TASK TO COMPLETE
Copy out every one of the following rows with no changes of any kind.

DATA IN THIS EXERCISE
────────

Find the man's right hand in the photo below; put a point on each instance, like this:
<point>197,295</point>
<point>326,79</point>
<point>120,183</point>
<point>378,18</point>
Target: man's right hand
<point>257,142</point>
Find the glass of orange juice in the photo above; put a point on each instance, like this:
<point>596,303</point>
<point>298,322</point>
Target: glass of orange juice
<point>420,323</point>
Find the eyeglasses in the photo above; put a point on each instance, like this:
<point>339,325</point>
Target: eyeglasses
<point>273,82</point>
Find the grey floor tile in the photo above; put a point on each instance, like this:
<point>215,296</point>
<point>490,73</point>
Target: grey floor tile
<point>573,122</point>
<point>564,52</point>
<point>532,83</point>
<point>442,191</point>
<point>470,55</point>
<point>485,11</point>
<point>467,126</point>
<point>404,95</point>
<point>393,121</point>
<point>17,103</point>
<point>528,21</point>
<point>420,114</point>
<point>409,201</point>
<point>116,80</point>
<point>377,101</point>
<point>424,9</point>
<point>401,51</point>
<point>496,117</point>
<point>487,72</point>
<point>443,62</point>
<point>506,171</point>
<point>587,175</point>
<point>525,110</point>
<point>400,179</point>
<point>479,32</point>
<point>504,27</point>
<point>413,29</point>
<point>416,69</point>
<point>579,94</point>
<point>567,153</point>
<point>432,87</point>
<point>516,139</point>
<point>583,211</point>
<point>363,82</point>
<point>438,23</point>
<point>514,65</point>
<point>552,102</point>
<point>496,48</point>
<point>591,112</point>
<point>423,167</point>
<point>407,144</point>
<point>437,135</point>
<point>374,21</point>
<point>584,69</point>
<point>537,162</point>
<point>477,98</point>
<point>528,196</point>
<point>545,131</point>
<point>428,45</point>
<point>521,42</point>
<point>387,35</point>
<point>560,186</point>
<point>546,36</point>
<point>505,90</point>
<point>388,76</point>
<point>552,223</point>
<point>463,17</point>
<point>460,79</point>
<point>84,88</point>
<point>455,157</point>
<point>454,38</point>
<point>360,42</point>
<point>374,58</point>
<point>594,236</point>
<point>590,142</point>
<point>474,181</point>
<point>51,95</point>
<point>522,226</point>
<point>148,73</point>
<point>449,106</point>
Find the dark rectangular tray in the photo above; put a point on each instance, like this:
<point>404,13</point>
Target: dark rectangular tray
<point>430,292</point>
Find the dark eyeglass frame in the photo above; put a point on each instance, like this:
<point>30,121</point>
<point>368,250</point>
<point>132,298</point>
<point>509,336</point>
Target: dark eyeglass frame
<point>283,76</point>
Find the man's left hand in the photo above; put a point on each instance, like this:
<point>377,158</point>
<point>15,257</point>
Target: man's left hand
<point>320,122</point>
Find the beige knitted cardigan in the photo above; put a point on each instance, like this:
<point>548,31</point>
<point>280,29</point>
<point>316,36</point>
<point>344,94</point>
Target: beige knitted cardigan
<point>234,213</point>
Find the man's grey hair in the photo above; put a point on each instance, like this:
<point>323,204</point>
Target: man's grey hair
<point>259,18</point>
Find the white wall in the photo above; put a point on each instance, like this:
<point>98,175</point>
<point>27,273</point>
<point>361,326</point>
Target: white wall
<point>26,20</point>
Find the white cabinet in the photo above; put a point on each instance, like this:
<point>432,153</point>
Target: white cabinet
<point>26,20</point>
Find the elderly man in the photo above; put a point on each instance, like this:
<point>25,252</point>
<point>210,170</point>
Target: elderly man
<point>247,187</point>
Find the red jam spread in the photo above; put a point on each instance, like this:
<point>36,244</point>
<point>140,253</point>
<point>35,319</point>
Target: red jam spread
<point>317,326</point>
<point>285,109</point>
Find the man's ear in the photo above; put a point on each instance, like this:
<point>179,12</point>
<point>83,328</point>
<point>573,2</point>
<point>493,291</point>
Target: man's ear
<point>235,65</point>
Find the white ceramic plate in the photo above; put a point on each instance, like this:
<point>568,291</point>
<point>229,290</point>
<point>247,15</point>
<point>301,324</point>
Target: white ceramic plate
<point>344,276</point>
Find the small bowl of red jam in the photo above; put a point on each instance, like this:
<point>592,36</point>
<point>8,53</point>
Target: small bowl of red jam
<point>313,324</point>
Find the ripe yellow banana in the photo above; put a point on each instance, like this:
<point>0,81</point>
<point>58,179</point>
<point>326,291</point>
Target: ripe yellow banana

────────

THE ANSWER
Find the man's right hand in the photo below; put a point on each instance, like this:
<point>197,295</point>
<point>326,79</point>
<point>120,183</point>
<point>378,18</point>
Target: man's right hand
<point>257,142</point>
Find the glass of orange juice in the photo above; put a point on each instance, like this:
<point>596,303</point>
<point>298,322</point>
Target: glass of orange juice
<point>420,323</point>
Find the eyeglasses in the photo above; put a point on each instance, like this:
<point>339,325</point>
Target: eyeglasses
<point>273,82</point>
Find the grey floor tile in the photo above; put a point on each instance, like this:
<point>215,296</point>
<point>490,73</point>
Target: grey floor tile
<point>573,122</point>
<point>564,52</point>
<point>532,83</point>
<point>442,191</point>
<point>470,55</point>
<point>485,11</point>
<point>467,126</point>
<point>404,95</point>
<point>393,121</point>
<point>17,103</point>
<point>528,21</point>
<point>420,114</point>
<point>409,201</point>
<point>116,80</point>
<point>377,101</point>
<point>424,9</point>
<point>401,51</point>
<point>496,117</point>
<point>487,72</point>
<point>443,62</point>
<point>506,171</point>
<point>587,175</point>
<point>525,110</point>
<point>400,179</point>
<point>479,32</point>
<point>504,27</point>
<point>413,29</point>
<point>416,69</point>
<point>579,94</point>
<point>567,153</point>
<point>432,87</point>
<point>516,139</point>
<point>583,211</point>
<point>363,82</point>
<point>438,23</point>
<point>514,65</point>
<point>552,102</point>
<point>496,48</point>
<point>591,112</point>
<point>423,167</point>
<point>407,144</point>
<point>437,135</point>
<point>374,21</point>
<point>584,69</point>
<point>537,162</point>
<point>477,98</point>
<point>528,196</point>
<point>545,131</point>
<point>428,45</point>
<point>521,42</point>
<point>387,35</point>
<point>560,186</point>
<point>546,36</point>
<point>505,90</point>
<point>388,76</point>
<point>552,223</point>
<point>463,17</point>
<point>460,79</point>
<point>84,88</point>
<point>455,157</point>
<point>454,38</point>
<point>360,42</point>
<point>374,58</point>
<point>594,236</point>
<point>590,142</point>
<point>474,181</point>
<point>51,95</point>
<point>522,226</point>
<point>148,73</point>
<point>449,106</point>
Find the dark rectangular tray in the photo above; put a point on each instance, like this:
<point>404,13</point>
Target: dark rectangular tray
<point>430,292</point>
Find the dark eyeglass frame in the photo above; put a point on each instance, like this:
<point>30,121</point>
<point>368,250</point>
<point>132,298</point>
<point>509,336</point>
Target: dark eyeglass frame
<point>283,76</point>
Find the man's left hand in the photo above; put a point on each instance, like this:
<point>377,158</point>
<point>15,257</point>
Target: man's left hand
<point>320,122</point>
Find the beige knitted cardigan in the photo above; put a point on each instance, like this:
<point>548,31</point>
<point>280,29</point>
<point>316,36</point>
<point>344,94</point>
Target: beige knitted cardigan
<point>234,213</point>
Find the man's grey hair in the photo above; put a point on each instance, like this:
<point>323,204</point>
Target: man's grey hair
<point>259,18</point>
Find the white wall in the photo above; put a point on each instance, like this:
<point>98,175</point>
<point>27,273</point>
<point>361,326</point>
Target: white wall
<point>26,20</point>
Find the white cabinet in the photo above; put a point on each instance, like this:
<point>432,153</point>
Target: white cabinet
<point>26,20</point>
Find the elderly man in the photo above; put a point on each instance, like this:
<point>25,252</point>
<point>210,170</point>
Target: elderly man
<point>247,187</point>
Find the red jam spread in the photo above; put a point on each instance, like this:
<point>36,244</point>
<point>140,253</point>
<point>35,319</point>
Target: red jam spread
<point>317,326</point>
<point>285,109</point>
Find the man's ear in the photo above; put a point on each instance, like this:
<point>179,12</point>
<point>83,328</point>
<point>573,2</point>
<point>493,291</point>
Target: man's ear
<point>235,65</point>
Find the white ceramic plate in the photo above; put a point on each instance, like this:
<point>568,291</point>
<point>229,290</point>
<point>247,15</point>
<point>301,324</point>
Target: white ceramic plate
<point>344,276</point>
Find the small bowl of red jam in the photo above; put a point on each instance, like this:
<point>592,36</point>
<point>8,53</point>
Target: small bowl of red jam
<point>313,324</point>
Find the ripe yellow banana in the photo above; put a point on each instance, like this:
<point>0,81</point>
<point>58,179</point>
<point>326,291</point>
Target: ripe yellow banana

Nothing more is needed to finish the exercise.